#### [PASSAGE PROVIDED]
## BEGIN
If things had gone a little bit differently in a fight between Silicon Valley lawyers, techies would be making calls, sending texts, and playing games on their “Telepod,” “Mobi” or “Tripod.”

That’s because those three names, along with “iPad,” were the alternative names for Apple’s game-changing iPhone, according to 9to5Mac.

The alternative names were revealed for the first time in a talk that former Apple advertising executive Ken Segall gave at the University of Arizona where he explained the runup to the iPhone’s release in 2007.

In the talk Segall explained that the company had chosen the name “iPhone” but was in a legal fight with Cisco about the name because the competing tech company already had an Internet phone on the market with the same name.

As the lawyers battled it out for control of the “iPhone” name, four alternatives were heavily considered by Apple.

The four alternatives, and the reasons for considering them were:

Mobi — A play on “mobile” but with a “with a little personality,” according to Segall.

Tripod — The iPhone, “was a combination of three things: a music player, a phone, and the Internet,” Segall explained, so it made sense to highlight that fact in the name. Although the Tripod name was not ultimately used, the term was a favorite at Apple because the three features it emphasized were the center of the smartphone’s initial marketing campaign.

Telepod — Similar to the Tripod name, this was supposed to focus consumers’ attention on the smartphone’s iPod-telephone combination.

iPad — The widely popular tablet computer hadn’t even been invented yet, so the name was still up for grabs at Apple.

Segall also presented the fake name “MicroMac,” but the name was never actually considered by Apple.

In the end, the four alternates were never needed because Cisco and Apple agreed to a deal where both companies could use the name.
## END
#### [ROWS]
## BEGIN
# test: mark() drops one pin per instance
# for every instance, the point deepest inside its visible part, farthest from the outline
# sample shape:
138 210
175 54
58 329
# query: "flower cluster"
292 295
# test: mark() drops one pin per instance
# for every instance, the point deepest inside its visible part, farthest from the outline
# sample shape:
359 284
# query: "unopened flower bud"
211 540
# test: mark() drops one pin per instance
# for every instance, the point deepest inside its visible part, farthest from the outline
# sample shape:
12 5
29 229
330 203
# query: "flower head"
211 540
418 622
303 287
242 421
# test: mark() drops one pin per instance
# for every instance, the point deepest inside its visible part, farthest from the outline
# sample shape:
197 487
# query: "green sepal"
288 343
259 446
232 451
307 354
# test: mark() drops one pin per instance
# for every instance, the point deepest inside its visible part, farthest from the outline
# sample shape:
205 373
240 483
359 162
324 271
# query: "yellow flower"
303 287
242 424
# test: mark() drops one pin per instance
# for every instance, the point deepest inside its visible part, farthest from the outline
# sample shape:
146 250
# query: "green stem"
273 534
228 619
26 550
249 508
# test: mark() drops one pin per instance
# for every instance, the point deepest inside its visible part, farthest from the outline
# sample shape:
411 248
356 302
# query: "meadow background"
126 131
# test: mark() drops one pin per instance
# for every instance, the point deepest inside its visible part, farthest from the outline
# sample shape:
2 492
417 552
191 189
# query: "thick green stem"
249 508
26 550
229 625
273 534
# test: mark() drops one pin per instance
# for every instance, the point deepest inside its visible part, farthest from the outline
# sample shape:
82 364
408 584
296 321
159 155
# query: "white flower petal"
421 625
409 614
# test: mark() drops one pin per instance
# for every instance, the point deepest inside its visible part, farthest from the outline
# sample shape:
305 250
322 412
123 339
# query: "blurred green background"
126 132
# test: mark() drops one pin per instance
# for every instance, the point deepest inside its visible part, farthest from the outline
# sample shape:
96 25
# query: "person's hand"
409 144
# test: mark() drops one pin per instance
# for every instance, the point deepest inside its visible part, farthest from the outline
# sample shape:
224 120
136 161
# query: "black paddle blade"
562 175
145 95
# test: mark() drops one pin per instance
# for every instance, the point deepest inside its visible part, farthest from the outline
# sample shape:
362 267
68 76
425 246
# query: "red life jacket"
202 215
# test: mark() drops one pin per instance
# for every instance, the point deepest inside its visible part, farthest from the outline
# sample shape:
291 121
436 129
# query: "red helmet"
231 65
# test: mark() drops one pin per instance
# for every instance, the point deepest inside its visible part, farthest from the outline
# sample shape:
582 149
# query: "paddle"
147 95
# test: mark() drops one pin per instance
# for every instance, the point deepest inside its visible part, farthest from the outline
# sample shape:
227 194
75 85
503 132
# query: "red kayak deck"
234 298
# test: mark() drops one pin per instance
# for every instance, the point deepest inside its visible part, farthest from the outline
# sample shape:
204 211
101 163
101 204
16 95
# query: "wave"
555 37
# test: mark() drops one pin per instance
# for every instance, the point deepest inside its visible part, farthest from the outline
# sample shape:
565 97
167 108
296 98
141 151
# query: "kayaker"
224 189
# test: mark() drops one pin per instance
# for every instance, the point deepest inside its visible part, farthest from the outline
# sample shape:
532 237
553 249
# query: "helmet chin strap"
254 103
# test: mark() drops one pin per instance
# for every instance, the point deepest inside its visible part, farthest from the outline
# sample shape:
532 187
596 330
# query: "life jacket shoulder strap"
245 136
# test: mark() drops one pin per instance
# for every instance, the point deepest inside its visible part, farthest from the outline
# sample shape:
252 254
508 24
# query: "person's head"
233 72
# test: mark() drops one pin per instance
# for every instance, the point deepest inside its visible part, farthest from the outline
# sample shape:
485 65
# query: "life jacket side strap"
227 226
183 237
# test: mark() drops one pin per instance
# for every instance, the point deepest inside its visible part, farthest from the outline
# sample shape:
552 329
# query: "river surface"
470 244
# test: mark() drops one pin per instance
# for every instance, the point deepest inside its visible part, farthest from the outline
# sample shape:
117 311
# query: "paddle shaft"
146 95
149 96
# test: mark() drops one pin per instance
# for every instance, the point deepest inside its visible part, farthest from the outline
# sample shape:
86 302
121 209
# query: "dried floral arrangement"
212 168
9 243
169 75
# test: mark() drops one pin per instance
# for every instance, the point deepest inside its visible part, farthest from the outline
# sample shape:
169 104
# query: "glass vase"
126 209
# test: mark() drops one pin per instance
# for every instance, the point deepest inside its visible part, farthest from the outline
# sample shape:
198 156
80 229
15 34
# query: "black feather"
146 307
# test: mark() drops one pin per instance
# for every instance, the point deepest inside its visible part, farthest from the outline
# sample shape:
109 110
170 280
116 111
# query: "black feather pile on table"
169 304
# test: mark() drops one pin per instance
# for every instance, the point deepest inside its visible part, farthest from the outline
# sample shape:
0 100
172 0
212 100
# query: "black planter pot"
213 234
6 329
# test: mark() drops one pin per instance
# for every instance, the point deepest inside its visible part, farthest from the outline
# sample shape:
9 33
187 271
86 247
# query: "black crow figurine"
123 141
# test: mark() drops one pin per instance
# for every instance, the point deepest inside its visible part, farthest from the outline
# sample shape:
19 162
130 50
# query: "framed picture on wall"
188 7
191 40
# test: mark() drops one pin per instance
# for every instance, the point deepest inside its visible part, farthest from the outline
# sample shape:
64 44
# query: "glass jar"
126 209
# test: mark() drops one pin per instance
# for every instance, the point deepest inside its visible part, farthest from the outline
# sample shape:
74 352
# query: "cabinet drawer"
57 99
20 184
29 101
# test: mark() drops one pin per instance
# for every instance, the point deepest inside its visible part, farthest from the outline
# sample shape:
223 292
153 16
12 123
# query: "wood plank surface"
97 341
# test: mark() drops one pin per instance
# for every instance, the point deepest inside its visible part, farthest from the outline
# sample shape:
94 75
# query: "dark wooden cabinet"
## END
#### [EXERCISE REQUIREMENTS]
a - Reproduce the article on the iPhone's alternative names word for word, from "iPad — The widely" up to and including "use the name.".
b - State only the number of lines in the records that contain the string "jacket", treating uppercase and lowercase as different.
The records bear no relation to the article on the iPhone's alternative names.

#### [TASK-BY-TASK SOLUTIONS]
a -
iPad — The widely popular tablet computer hadn’t even been invented yet, so the name was still up for grabs at Apple.

Segall also presented the fake name “MicroMac,” but the name was never actually considered by Apple.

In the end, the four alternates were never needed because Cisco and Apple agreed to a deal where both companies could use the name.

b - 3